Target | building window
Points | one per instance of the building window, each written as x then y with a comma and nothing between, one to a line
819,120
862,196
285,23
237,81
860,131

▸ Prompt:
Rewrite the records above as a JSON list of strings, with one string for each line and any blank lines omitted.

▸ The response:
[
  "Target | building window",
  "Points | one per instance of the building window, each written as x then y with a comma and nothing between, one to a line",
  "819,120",
  "862,196",
  "285,23",
  "237,81",
  "860,131"
]